Please repeat each line of the data exactly, with nothing left out.

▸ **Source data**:
Content starts
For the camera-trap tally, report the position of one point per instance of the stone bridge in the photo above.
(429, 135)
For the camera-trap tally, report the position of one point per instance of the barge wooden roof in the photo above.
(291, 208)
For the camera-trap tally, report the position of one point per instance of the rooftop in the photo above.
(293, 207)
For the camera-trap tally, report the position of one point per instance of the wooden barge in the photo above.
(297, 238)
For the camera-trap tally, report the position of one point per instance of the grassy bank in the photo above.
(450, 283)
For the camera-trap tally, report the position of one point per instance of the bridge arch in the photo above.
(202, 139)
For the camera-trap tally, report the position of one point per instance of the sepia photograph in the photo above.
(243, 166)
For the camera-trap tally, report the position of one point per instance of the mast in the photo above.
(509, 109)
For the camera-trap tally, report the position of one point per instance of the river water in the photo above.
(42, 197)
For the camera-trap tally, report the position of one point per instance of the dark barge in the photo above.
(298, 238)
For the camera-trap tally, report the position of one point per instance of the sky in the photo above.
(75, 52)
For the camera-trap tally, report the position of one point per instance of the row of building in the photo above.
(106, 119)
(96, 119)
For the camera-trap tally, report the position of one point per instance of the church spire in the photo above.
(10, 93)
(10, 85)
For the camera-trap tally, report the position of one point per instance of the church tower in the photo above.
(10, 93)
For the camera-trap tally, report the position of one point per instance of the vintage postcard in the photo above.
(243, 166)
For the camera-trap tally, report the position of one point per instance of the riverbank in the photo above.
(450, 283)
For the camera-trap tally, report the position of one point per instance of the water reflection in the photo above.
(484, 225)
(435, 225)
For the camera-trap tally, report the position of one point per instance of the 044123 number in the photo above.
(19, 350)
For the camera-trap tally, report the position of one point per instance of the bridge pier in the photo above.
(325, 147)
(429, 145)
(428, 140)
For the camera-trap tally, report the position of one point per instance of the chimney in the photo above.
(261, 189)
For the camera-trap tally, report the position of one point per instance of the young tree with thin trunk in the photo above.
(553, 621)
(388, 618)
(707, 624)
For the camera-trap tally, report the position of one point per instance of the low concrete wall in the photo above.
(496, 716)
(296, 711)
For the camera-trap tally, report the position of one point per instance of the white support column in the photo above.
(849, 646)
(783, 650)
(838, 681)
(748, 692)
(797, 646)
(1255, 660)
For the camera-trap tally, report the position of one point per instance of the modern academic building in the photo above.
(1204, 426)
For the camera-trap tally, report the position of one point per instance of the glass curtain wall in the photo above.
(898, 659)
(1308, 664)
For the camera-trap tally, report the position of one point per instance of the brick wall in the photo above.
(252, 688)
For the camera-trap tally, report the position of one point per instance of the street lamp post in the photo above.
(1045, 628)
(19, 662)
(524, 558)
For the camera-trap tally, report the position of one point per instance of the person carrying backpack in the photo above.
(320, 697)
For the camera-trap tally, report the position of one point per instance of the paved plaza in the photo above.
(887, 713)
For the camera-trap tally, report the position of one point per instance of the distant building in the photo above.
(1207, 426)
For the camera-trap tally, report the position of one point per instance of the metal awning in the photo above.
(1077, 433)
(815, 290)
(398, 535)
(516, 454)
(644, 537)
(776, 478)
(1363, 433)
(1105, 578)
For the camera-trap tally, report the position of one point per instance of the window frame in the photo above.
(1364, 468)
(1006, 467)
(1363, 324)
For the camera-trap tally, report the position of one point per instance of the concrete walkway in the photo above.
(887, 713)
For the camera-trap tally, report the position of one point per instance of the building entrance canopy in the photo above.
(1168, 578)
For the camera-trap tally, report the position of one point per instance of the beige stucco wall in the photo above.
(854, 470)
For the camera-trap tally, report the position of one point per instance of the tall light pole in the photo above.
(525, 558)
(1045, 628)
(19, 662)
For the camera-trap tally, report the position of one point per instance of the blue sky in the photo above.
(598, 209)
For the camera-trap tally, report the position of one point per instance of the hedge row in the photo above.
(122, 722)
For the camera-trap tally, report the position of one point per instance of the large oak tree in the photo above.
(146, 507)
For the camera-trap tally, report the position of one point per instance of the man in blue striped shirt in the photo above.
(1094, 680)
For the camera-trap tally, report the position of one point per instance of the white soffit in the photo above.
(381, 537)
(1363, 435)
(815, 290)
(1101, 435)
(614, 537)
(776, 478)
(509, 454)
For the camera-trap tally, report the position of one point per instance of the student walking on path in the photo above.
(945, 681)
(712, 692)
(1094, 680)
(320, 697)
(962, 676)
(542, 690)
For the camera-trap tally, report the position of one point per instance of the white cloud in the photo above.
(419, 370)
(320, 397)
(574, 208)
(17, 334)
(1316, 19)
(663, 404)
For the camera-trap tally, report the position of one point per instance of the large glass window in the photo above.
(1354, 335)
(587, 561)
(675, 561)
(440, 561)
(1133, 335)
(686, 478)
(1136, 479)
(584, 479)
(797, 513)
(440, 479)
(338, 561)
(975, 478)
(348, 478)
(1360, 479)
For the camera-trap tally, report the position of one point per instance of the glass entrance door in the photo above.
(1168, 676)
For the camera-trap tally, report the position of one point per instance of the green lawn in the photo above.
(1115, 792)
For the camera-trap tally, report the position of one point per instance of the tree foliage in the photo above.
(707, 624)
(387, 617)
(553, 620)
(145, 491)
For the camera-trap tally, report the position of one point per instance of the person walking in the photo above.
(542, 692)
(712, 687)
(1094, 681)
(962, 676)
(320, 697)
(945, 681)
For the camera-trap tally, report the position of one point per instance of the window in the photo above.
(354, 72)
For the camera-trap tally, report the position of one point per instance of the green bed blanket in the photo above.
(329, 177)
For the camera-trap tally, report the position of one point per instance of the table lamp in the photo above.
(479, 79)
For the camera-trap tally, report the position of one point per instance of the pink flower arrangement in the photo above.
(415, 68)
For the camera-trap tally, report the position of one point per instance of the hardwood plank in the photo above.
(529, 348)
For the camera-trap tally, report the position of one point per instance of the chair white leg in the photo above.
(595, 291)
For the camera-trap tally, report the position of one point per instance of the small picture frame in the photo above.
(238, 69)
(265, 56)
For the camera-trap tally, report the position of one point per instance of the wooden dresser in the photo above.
Content ends
▸ **Solution**:
For the camera-trap tally, report the position of one point per instance of the stone bridge in the photo above.
(429, 135)
For the camera-trap tally, report the position of one point per instance of the barge wooden roof in the photo above.
(291, 208)
For the camera-trap tally, report the position of one point per instance of the rooftop in the photo above.
(293, 207)
For the camera-trap tally, report the position of one point per instance of the wooden barge in the photo above.
(297, 238)
For the camera-trap tally, report the position of one point per instance of the grassy bank in the photo above.
(450, 283)
For the camera-trap tally, report the position of one point per instance of the bridge arch in the photo above.
(202, 139)
For the camera-trap tally, report the position of one point per instance of the sepia photograph in the photo above.
(243, 166)
For the camera-trap tally, report the position of one point per instance of the mast in the photo above.
(509, 109)
For the camera-trap tally, report the position of one point per instance of the river water in the photo above.
(42, 197)
For the camera-trap tally, report the position of one point per instance of the dark barge in the photo above.
(298, 238)
For the camera-trap tally, report the position of one point per instance of the sky in the photo above.
(75, 52)
For the camera-trap tally, report the position of one point per instance of the row of building in the photo above.
(106, 119)
(96, 119)
For the camera-trap tally, report the position of one point per instance of the church spire in the photo above.
(10, 93)
(10, 85)
For the camera-trap tally, report the position of one point per instance of the church tower in the photo above.
(10, 93)
For the camera-trap tally, report the position of one point per instance of the vintage postcard in the photo above.
(243, 166)
For the camera-trap tally, report the position of one point per instance of the riverbank in the photo above.
(450, 283)
For the camera-trap tally, report the position of one point per instance of the water reflection in the photo above.
(484, 225)
(435, 225)
For the camera-trap tally, report the position of one point per instance of the 044123 number in the photo above.
(19, 350)
For the camera-trap tally, report the position of one point per instance of the bridge pier in the photo above.
(325, 147)
(429, 145)
(428, 140)
For the camera-trap tally, report the position of one point per instance of the chimney in the photo above.
(261, 189)
For the camera-trap tally, report the position of one point per instance of the young tree with thin trunk in the photo above.
(553, 621)
(388, 618)
(707, 624)
For the camera-trap tally, report the position of one point per instance of the low concrete wall in the photo above.
(496, 716)
(296, 711)
For the camera-trap tally, report the position of one point per instance of the white support column in the photo above.
(849, 646)
(783, 650)
(838, 681)
(748, 692)
(797, 646)
(1255, 660)
For the camera-trap tally, report the position of one point per instance of the modern academic building in the photo above.
(1204, 426)
For the camera-trap tally, report the position of one point per instance of the glass curtain wall in the photo above.
(898, 659)
(1308, 664)
For the camera-trap tally, report the position of one point per instance of the brick wall in the photo above.
(252, 688)
For the camera-trap tally, report the position of one point per instance of the street lamp post in the photo above.
(1045, 628)
(19, 662)
(524, 558)
For the camera-trap tally, report the position of one point per instance of the person carrying backpack in the photo above.
(320, 697)
For the camera-trap tally, report the position of one point per instance of the paved plaza in the photo above.
(887, 713)
For the camera-trap tally, report the position of one point per instance of the distant building in the photo above.
(1207, 426)
For the camera-trap tally, report the position of one point per instance of the metal awning in the photo above.
(1077, 433)
(815, 290)
(398, 535)
(516, 454)
(644, 537)
(776, 478)
(1363, 433)
(1105, 578)
For the camera-trap tally, report the position of one point per instance of the window frame in the photo above.
(1364, 468)
(1006, 467)
(1363, 324)
For the camera-trap tally, report the position of one point per instance of the concrete walkway in the photo above.
(887, 713)
For the camera-trap tally, report the position of one point per instance of the building entrance canopy in the photo above.
(1168, 578)
For the camera-trap tally, report the position of one point per instance of the beige stucco wall in the photo above.
(854, 470)
For the camera-trap tally, report the position of one point per instance of the tall light pole in the photo above.
(525, 558)
(1045, 628)
(19, 662)
For the camera-trap tally, report the position of one point per instance of the blue sky in the photo above.
(598, 209)
For the camera-trap tally, report the position of one point per instance of the hedge row in the photo above.
(122, 722)
For the camera-trap tally, report the position of one point per instance of the large oak tree in the photo above.
(146, 507)
For the camera-trap tally, report the position of one point per instance of the man in blue striped shirt in the photo above.
(1094, 680)
For the camera-trap tally, report the position of one point per instance of the white soffit in the photo above.
(381, 537)
(1363, 435)
(815, 290)
(1101, 435)
(614, 537)
(776, 478)
(509, 454)
For the camera-trap tally, report the position of one point per instance of the student walking on path in the photo above.
(945, 681)
(712, 692)
(1094, 680)
(320, 697)
(962, 676)
(542, 690)
For the camera-trap tally, report the position of one point per instance of the white cloud in the photo above.
(419, 370)
(320, 397)
(574, 208)
(17, 334)
(1316, 19)
(663, 404)
For the camera-trap tally, report the position of one point per instance of the large glass window in the photo above.
(1354, 335)
(587, 561)
(675, 561)
(440, 561)
(1133, 335)
(686, 478)
(1136, 479)
(584, 479)
(797, 513)
(440, 479)
(338, 561)
(975, 478)
(348, 478)
(1360, 479)
For the camera-trap tally, report the position of one point per instance of the glass entrance door in the photo above.
(1168, 676)
For the camera-trap tally, report the position of one point per instance of the green lawn in the photo above.
(1115, 792)
For the camera-trap tally, report the position of one point per instance of the tree foliage in the photo above.
(707, 624)
(387, 617)
(553, 620)
(145, 491)
For the camera-trap tally, report the position of one point per instance of the person walking in the photo above.
(542, 692)
(712, 687)
(1094, 681)
(962, 676)
(320, 697)
(945, 681)
For the camera-trap tally, report the position of one point per instance of the window in the photo above.
(354, 72)
For the camera-trap tally, report the position of one point per instance of the green bed blanket in the photo above.
(329, 177)
For the camera-trap tally, report the position of one point per instance of the table lamp in the photo above.
(479, 79)
For the camera-trap tally, report the position of one point per instance of the pink flower arrangement in the photo above.
(415, 68)
For the camera-trap tally, report the position of one point per instance of the hardwood plank in the photo above.
(529, 348)
For the camera-trap tally, report the position of one point per instance of the chair white leg in the photo above.
(595, 291)
For the camera-trap tally, report the position of one point per instance of the small picture frame in the photo above.
(238, 69)
(265, 56)
For the camera-trap tally, report the position of one point per instance of the wooden dresser in the photo above.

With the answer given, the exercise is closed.